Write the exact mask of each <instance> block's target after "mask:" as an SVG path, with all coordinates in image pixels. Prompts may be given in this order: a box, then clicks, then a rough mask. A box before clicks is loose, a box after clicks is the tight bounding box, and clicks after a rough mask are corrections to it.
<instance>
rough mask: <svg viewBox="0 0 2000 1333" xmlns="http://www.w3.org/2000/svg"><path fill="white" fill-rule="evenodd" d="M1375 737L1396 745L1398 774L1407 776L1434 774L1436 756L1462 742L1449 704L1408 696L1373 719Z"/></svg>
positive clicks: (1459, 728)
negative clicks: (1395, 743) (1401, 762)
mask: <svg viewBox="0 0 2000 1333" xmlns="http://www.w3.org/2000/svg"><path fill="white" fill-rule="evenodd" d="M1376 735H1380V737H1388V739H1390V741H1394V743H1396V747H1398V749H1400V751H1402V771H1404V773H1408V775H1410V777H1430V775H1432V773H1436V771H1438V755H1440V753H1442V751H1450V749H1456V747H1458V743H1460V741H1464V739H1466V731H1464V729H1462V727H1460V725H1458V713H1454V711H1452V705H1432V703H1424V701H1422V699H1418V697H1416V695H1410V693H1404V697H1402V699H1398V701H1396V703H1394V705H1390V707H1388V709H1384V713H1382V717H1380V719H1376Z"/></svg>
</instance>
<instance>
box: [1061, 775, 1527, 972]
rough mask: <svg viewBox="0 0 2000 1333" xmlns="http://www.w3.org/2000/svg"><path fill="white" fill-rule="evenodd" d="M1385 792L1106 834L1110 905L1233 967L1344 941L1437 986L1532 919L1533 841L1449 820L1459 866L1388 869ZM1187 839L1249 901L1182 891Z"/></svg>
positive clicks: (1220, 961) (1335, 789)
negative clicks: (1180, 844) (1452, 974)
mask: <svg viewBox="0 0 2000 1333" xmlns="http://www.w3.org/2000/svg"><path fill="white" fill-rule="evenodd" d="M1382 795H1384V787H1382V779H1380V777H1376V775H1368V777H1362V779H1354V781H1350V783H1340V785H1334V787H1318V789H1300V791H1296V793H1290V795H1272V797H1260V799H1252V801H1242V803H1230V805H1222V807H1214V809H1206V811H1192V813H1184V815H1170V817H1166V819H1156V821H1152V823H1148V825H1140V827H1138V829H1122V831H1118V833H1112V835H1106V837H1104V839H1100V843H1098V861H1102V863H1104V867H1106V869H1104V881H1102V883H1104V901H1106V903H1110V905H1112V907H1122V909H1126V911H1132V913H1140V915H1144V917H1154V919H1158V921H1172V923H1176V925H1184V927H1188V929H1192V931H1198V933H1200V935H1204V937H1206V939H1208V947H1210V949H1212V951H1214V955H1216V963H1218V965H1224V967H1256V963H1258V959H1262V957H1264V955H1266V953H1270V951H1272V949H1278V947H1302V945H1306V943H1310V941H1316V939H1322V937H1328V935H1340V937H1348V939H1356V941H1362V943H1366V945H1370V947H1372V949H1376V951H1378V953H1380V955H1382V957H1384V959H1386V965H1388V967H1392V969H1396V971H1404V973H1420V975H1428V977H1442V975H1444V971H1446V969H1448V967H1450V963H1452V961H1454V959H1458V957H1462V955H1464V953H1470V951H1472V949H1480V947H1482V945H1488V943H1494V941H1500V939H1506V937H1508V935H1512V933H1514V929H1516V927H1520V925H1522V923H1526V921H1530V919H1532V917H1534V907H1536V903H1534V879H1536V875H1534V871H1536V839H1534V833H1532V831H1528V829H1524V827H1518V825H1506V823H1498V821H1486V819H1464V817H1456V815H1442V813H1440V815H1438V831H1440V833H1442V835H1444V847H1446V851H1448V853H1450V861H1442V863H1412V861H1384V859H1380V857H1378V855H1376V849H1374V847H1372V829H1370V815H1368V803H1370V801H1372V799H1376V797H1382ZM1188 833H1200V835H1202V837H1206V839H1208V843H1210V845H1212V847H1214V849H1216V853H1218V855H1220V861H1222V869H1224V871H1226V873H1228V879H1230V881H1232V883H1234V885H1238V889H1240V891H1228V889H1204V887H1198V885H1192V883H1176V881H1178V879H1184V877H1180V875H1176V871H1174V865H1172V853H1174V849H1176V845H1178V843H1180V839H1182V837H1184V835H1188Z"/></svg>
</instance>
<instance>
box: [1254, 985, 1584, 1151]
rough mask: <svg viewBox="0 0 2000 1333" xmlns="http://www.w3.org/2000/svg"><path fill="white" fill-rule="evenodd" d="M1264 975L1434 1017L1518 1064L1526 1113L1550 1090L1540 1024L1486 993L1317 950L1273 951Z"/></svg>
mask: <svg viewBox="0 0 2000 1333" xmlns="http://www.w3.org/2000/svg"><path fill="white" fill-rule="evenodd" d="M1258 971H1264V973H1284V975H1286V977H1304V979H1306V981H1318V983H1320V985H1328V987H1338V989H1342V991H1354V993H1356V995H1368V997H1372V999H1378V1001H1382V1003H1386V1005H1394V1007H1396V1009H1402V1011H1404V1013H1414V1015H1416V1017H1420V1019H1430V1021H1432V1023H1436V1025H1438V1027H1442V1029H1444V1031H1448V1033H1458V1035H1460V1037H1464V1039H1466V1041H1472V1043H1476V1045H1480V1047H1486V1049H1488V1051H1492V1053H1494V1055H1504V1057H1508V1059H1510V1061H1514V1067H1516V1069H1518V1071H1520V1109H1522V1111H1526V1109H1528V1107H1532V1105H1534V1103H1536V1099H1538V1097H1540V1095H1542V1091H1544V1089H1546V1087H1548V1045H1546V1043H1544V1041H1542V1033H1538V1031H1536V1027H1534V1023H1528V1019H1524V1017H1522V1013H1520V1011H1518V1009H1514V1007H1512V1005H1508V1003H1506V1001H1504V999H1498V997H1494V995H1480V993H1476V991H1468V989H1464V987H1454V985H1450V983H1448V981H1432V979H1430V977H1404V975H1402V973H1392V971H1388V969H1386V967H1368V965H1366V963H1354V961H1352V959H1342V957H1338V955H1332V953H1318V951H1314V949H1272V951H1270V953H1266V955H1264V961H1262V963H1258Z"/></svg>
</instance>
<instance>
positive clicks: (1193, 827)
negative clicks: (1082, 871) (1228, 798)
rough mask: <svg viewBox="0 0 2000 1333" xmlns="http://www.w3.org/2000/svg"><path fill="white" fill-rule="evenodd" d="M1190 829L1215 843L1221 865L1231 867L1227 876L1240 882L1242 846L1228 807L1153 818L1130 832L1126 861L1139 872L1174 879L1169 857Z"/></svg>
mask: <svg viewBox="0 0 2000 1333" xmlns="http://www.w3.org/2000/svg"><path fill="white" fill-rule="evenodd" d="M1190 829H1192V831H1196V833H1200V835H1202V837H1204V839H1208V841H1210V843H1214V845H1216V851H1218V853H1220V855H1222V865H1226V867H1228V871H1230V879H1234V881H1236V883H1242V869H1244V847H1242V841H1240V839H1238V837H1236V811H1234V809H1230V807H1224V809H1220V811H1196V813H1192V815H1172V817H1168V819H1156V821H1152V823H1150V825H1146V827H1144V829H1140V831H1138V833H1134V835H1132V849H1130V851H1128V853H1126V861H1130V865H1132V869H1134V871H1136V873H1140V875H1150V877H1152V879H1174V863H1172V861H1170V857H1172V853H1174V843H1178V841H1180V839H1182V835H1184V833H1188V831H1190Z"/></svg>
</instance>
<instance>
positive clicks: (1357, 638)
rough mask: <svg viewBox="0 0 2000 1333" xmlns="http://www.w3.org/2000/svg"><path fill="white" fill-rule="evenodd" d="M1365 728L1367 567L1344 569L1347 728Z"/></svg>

===============

Task statement
All the records are to be transcribed exactly, with no line missing.

Exercise response
Write the exact mask of each <instance> block's target after "mask:" as an SVG path, with all coordinates in image pixels. Prompts may be given in this order: a box, then clicks, then a rough mask. A box before clicks is loose, a box after clicks is the tight bounding box, and clicks after a rough mask are corrections to it.
<instance>
rough mask: <svg viewBox="0 0 2000 1333" xmlns="http://www.w3.org/2000/svg"><path fill="white" fill-rule="evenodd" d="M1375 737L1396 745L1398 774L1407 776L1434 774L1436 756L1462 742L1449 704L1408 696L1373 719Z"/></svg>
positive clicks: (1459, 728)
negative clicks: (1395, 743) (1401, 762)
mask: <svg viewBox="0 0 2000 1333" xmlns="http://www.w3.org/2000/svg"><path fill="white" fill-rule="evenodd" d="M1376 735H1380V737H1388V739H1390V741H1394V743H1396V747H1398V749H1400V751H1402V771H1404V773H1408V775H1410V777H1430V775H1432V773H1436V771H1438V755H1440V753H1442V751H1450V749H1456V747H1458V743H1460V741H1464V739H1466V731H1464V729H1462V727H1460V725H1458V713H1454V711H1452V705H1432V703H1424V701H1422V699H1418V697H1416V695H1410V693H1404V697H1402V699H1398V701H1396V703H1394V705H1390V707H1388V709H1384V713H1382V717H1380V719H1376Z"/></svg>
</instance>
<instance>
box: [1061, 775, 1527, 972]
rough mask: <svg viewBox="0 0 2000 1333" xmlns="http://www.w3.org/2000/svg"><path fill="white" fill-rule="evenodd" d="M1385 792L1106 834L1110 905L1233 967L1344 941L1437 986L1532 919L1533 841L1449 820L1459 866L1388 869ZM1187 839L1249 901L1182 891Z"/></svg>
positive clicks: (1220, 961) (1335, 789)
negative clicks: (1180, 844) (1452, 974)
mask: <svg viewBox="0 0 2000 1333" xmlns="http://www.w3.org/2000/svg"><path fill="white" fill-rule="evenodd" d="M1382 795H1384V787H1382V779H1380V777H1376V775H1368V777H1362V779H1354V781H1350V783H1340V785H1334V787H1318V789H1300V791H1296V793H1290V795H1272V797H1260V799H1252V801H1242V803H1230V805H1222V807H1214V809H1206V811H1192V813H1184V815H1170V817H1166V819H1156V821H1152V823H1148V825H1140V827H1138V829H1122V831H1118V833H1112V835H1106V837H1104V839H1100V843H1098V861H1102V863H1104V867H1106V869H1104V881H1102V883H1104V901H1106V903H1110V905H1112V907H1122V909H1126V911H1132V913H1140V915H1144V917H1154V919H1158V921H1172V923H1176V925H1184V927H1188V929H1192V931H1198V933H1200V935H1204V937H1206V939H1208V947H1210V949H1212V951H1214V955H1216V963H1218V965H1224V967H1256V963H1258V959H1262V957H1264V955H1266V953H1270V951H1272V949H1278V947H1302V945H1306V943H1310V941H1316V939H1322V937H1328V935H1340V937H1348V939H1356V941H1362V943H1366V945H1370V947H1372V949H1376V951H1378V953H1380V955H1382V957H1384V959H1386V965H1388V967H1392V969H1396V971H1404V973H1420V975H1428V977H1442V975H1444V971H1446V969H1448V967H1450V963H1452V961H1454V959H1458V957H1462V955H1464V953H1470V951H1472V949H1480V947H1482V945H1488V943H1494V941H1500V939H1506V937H1508V935H1512V933H1514V929H1516V927H1520V925H1522V923H1526V921H1530V919H1532V917H1534V907H1536V903H1534V879H1536V875H1534V871H1536V839H1534V833H1532V831H1528V829H1524V827H1518V825H1506V823H1498V821H1486V819H1464V817H1456V815H1442V813H1440V815H1438V831H1440V833H1442V835H1444V847H1446V851H1448V853H1450V861H1442V863H1412V861H1384V859H1380V857H1378V855H1376V849H1374V847H1372V829H1370V815H1368V803H1370V801H1372V799H1376V797H1382ZM1188 833H1200V835H1202V837H1206V839H1208V843H1210V845H1212V847H1214V849H1216V853H1218V855H1220V861H1222V869H1224V871H1226V873H1228V879H1230V881H1232V883H1234V885H1238V889H1240V891H1228V889H1204V887H1198V885H1192V883H1176V881H1178V879H1184V877H1180V875H1176V871H1174V865H1172V853H1174V849H1176V845H1178V843H1180V839H1182V837H1184V835H1188Z"/></svg>
</instance>
<instance>
box: [1254, 985, 1584, 1151]
rough mask: <svg viewBox="0 0 2000 1333" xmlns="http://www.w3.org/2000/svg"><path fill="white" fill-rule="evenodd" d="M1264 975L1434 1017L1518 1064L1526 1113L1550 1090L1540 1024L1486 993L1317 950L1273 951Z"/></svg>
mask: <svg viewBox="0 0 2000 1333" xmlns="http://www.w3.org/2000/svg"><path fill="white" fill-rule="evenodd" d="M1258 971H1264V973H1284V975H1286V977H1304V979H1306V981H1318V983H1320V985H1328V987H1338V989H1342V991H1354V993H1356V995H1368V997H1372V999H1378V1001H1382V1003H1386V1005H1394V1007H1396V1009H1402V1011H1404V1013H1414V1015H1416V1017H1420V1019H1430V1021H1432V1023H1436V1025H1438V1027H1442V1029H1444V1031H1448V1033H1458V1035H1460V1037H1464V1039H1466V1041H1472V1043H1476V1045H1480V1047H1486V1049H1488V1051H1492V1053H1494V1055H1504V1057H1508V1059H1510V1061H1514V1067H1516V1069H1518V1071H1520V1109H1522V1111H1526V1109H1528V1107H1532V1105H1534V1103H1536V1099H1538V1097H1540V1095H1542V1091H1544V1089H1546V1087H1548V1045H1546V1043H1544V1041H1542V1033H1538V1031H1536V1027H1534V1023H1528V1019H1524V1017H1522V1013H1520V1011H1518V1009H1514V1007H1512V1005H1508V1003H1506V1001H1504V999H1498V997H1494V995H1480V993H1476V991H1468V989H1464V987H1454V985H1450V983H1448V981H1432V979H1430V977H1404V975H1402V973H1392V971H1388V969H1386V967H1368V965H1366V963H1354V961H1352V959H1342V957H1338V955H1332V953H1318V951H1314V949H1272V951H1270V953H1266V955H1264V961H1262V963H1258Z"/></svg>
</instance>
<instance>
positive clicks: (1193, 827)
negative clicks: (1082, 871) (1228, 798)
rough mask: <svg viewBox="0 0 2000 1333" xmlns="http://www.w3.org/2000/svg"><path fill="white" fill-rule="evenodd" d="M1190 829L1215 843L1221 865L1231 867L1227 876L1240 882L1242 846L1228 807L1153 818L1130 832L1126 861L1139 872L1174 879L1169 857Z"/></svg>
mask: <svg viewBox="0 0 2000 1333" xmlns="http://www.w3.org/2000/svg"><path fill="white" fill-rule="evenodd" d="M1190 829H1192V831H1196V833H1200V835H1202V837H1204V839H1208V841H1210V843H1214V845H1216V851H1218V853H1220V855H1222V865H1226V867H1228V871H1230V879H1234V881H1236V883H1242V869H1244V847H1242V841H1240V839H1238V837H1236V811H1234V809H1230V807H1224V809H1220V811H1196V813H1192V815H1172V817H1168V819H1156V821H1152V823H1150V825H1146V827H1144V829H1140V831H1138V833H1134V835H1132V849H1130V851H1128V853H1126V861H1130V865H1132V869H1134V871H1136V873H1140V875H1150V877H1152V879H1174V863H1172V861H1170V857H1172V853H1174V843H1178V841H1180V839H1182V835H1184V833H1188V831H1190Z"/></svg>
</instance>
<instance>
positive clicks: (1357, 638)
rough mask: <svg viewBox="0 0 2000 1333" xmlns="http://www.w3.org/2000/svg"><path fill="white" fill-rule="evenodd" d="M1365 728L1367 567L1344 569L1347 728Z"/></svg>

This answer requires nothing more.